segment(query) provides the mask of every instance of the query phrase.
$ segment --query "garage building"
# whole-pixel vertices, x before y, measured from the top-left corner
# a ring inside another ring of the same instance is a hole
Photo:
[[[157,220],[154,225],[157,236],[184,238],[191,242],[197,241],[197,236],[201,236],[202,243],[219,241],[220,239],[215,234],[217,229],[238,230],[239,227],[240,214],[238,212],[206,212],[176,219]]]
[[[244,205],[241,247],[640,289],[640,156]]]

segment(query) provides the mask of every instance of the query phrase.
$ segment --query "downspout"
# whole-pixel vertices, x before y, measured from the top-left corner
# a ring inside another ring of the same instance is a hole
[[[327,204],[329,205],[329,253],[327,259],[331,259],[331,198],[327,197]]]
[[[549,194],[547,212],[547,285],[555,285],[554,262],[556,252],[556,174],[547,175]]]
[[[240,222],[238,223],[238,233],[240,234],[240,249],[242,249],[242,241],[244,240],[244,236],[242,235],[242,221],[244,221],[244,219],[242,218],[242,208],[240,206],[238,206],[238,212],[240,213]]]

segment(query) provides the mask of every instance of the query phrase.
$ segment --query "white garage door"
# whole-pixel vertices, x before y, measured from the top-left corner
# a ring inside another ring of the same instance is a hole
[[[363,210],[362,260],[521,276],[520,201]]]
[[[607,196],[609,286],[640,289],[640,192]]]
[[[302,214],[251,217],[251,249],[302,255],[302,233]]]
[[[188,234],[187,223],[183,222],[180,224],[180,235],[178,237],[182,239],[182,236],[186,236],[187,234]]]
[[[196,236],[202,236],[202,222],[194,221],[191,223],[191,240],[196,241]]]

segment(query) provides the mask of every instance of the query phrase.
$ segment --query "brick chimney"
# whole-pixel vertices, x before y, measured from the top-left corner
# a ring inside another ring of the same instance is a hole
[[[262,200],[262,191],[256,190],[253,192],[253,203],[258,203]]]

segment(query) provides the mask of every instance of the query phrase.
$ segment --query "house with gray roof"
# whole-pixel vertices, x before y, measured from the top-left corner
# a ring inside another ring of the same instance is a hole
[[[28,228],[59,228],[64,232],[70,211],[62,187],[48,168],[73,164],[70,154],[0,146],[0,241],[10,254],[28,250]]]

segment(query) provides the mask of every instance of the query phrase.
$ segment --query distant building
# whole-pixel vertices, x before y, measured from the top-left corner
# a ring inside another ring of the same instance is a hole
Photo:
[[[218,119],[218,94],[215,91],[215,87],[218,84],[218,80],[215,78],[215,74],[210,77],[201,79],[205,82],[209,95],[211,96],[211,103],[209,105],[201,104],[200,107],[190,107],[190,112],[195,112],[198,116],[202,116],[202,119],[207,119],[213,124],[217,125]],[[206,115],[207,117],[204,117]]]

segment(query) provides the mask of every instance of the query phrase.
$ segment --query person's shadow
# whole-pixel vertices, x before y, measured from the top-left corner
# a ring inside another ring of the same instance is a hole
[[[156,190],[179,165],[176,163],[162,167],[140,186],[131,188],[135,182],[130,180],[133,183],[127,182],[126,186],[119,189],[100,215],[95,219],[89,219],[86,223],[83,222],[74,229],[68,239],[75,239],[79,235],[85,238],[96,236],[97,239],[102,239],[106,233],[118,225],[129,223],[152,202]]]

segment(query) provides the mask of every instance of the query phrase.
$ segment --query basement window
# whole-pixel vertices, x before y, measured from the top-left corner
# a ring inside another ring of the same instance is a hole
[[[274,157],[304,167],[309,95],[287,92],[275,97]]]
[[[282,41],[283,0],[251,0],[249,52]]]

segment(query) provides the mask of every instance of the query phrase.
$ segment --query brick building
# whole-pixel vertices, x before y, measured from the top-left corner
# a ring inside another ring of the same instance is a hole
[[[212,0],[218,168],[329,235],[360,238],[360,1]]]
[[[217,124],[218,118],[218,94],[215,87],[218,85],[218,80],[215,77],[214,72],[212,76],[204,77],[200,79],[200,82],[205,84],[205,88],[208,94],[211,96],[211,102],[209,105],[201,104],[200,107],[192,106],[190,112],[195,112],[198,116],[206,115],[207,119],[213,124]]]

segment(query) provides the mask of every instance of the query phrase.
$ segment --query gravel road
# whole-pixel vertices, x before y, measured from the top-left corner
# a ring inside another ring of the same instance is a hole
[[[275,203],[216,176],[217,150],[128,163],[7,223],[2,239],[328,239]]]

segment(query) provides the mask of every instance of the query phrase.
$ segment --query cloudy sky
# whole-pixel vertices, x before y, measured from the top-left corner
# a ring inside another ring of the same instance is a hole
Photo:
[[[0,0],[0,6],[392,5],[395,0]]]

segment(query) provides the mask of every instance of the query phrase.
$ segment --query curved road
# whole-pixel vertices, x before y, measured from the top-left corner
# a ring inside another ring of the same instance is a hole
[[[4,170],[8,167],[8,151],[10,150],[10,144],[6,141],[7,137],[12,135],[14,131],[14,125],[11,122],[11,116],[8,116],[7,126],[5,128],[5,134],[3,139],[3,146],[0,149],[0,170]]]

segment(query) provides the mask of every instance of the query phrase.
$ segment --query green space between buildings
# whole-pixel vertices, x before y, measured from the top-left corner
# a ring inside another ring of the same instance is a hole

**Required work**
The full listing above needs to be retyped exactly.

**Result of the task**
segment(query) provides the mask of every instance of the query phrase.
$ segment --query "garage building"
# whole-pixel vertices, x before y, measured from the top-left corner
# a ring inside another ring of the same instance is a hole
Photo:
[[[157,220],[154,225],[157,236],[184,238],[191,242],[197,241],[197,236],[201,236],[202,243],[219,241],[220,239],[215,234],[217,229],[238,230],[239,227],[240,214],[238,212],[206,212],[176,219]]]
[[[244,205],[241,247],[640,289],[640,156]]]

segment(query) provides the mask of every instance of the query phrase.
$ segment --query "downspout"
# whole-pixel vertices, x before y, measured from the top-left corner
# a ring inside another ring of the same instance is a hole
[[[327,204],[329,205],[329,253],[327,259],[331,259],[331,198],[327,197]]]
[[[549,194],[547,212],[547,285],[555,285],[554,262],[556,252],[556,174],[547,175]]]
[[[240,222],[238,223],[238,233],[240,234],[240,249],[242,249],[242,241],[244,240],[244,236],[242,235],[242,221],[244,221],[244,219],[242,218],[242,208],[240,206],[238,206],[238,212],[240,213]]]

segment(query) provides the mask of every instance of the query phrase.
$ segment --query "white garage door"
# whole-pixel vertices, x before y, measured from the top-left corner
# a ring inside another ring of the same instance is a hole
[[[363,210],[362,260],[521,276],[520,201]]]
[[[607,196],[609,286],[640,289],[640,192]]]
[[[302,214],[251,217],[251,249],[302,255],[302,233]]]
[[[188,234],[187,223],[183,222],[180,224],[180,235],[178,237],[182,239],[182,236],[186,236],[187,234]]]
[[[196,236],[202,236],[202,222],[194,221],[191,223],[191,240],[196,241]]]

segment(query) provides the mask of every instance of the query phrase.
$ segment --query "brick chimney"
# whole-pixel vertices, x before y, measured from the top-left corner
# a ring inside another ring of the same instance is a hole
[[[262,200],[262,191],[256,190],[253,192],[253,203],[258,203]]]

segment(query) provides the mask of every instance of the query phrase.
$ segment --query "house with gray roof"
# whole-pixel vertices, x before y, measured from the top-left corner
# a ring inside another ring of the same instance is a hole
[[[28,228],[59,228],[64,232],[70,211],[62,187],[48,168],[73,164],[70,154],[0,146],[0,241],[10,254],[28,250]]]

segment(query) provides the mask of every instance of the query phrase.
$ segment --query distant building
# whole-pixel vertices, x before y, measured from the top-left corner
# a ring inside another ring of the same instance is a hole
Photo:
[[[218,119],[218,94],[215,91],[215,87],[218,84],[218,80],[215,78],[215,74],[210,77],[201,79],[205,82],[209,95],[211,96],[211,103],[209,105],[201,104],[200,107],[190,107],[190,112],[195,112],[198,116],[202,116],[202,119],[207,119],[213,124],[217,125]],[[206,115],[207,117],[204,117]]]

segment(query) provides the mask of every instance of the query phrase.
$ segment --query person's shadow
# whole-pixel vertices, x before y, measured from the top-left corner
# a ring inside another ring of the same instance is a hole
[[[156,190],[179,165],[176,163],[162,167],[140,186],[131,188],[135,182],[130,180],[133,183],[127,182],[126,186],[119,189],[100,215],[95,219],[89,219],[86,223],[83,222],[74,229],[68,239],[75,239],[79,235],[85,238],[96,236],[97,239],[102,239],[106,233],[118,225],[129,223],[152,202]]]

segment(query) provides the mask of every instance of the query phrase.
$ segment --query basement window
# whole-pixel vertices, x before y, measured from the top-left corner
# a ring inside another ring of the same instance is a hole
[[[274,157],[304,167],[309,95],[287,92],[275,97]]]
[[[282,41],[283,0],[251,0],[249,52]]]

segment(query) provides the mask of every instance of the query phrase.
$ segment --query brick building
# whole-pixel vertices, x before y, measured from the top-left corner
# a ring inside another ring of the same instance is a hole
[[[212,0],[218,168],[329,235],[360,238],[360,1]]]
[[[217,124],[218,118],[218,94],[215,87],[218,85],[218,80],[215,77],[214,72],[212,76],[204,77],[200,79],[200,82],[205,84],[205,88],[208,94],[211,96],[211,102],[209,105],[201,104],[200,107],[192,106],[190,112],[195,112],[198,116],[206,115],[207,119],[213,124]]]

segment(query) provides the mask of every instance of the query phrase.
$ segment --query gravel road
# whole-pixel vertices, x before y, measured from the top-left corner
# a ring inside another ring of the same instance is a hole
[[[275,203],[216,176],[217,150],[128,163],[7,223],[2,239],[328,239]]]

segment(query) provides the mask of every instance of the query phrase.
$ segment --query cloudy sky
# whole-pixel vertices, x before y, measured from the top-left corner
# a ring inside another ring of the same instance is a hole
Photo:
[[[0,0],[0,6],[392,5],[395,0]]]

segment(query) provides the mask of every instance of the query phrase.
$ segment --query curved road
# whole-pixel vertices, x before y, measured from the top-left corner
# a ring inside another ring of the same instance is a hole
[[[4,170],[8,167],[8,151],[10,150],[10,144],[6,141],[7,137],[12,135],[14,131],[14,125],[11,122],[11,116],[8,116],[7,126],[5,128],[5,134],[3,139],[3,146],[0,149],[0,170]]]

segment(query) provides the mask of every instance of the query phrase.
$ segment --query green space between buildings
# whole-pixel vertices, x before y, measured from the top-left corner
# a ring inside another ring of the same instance is a hole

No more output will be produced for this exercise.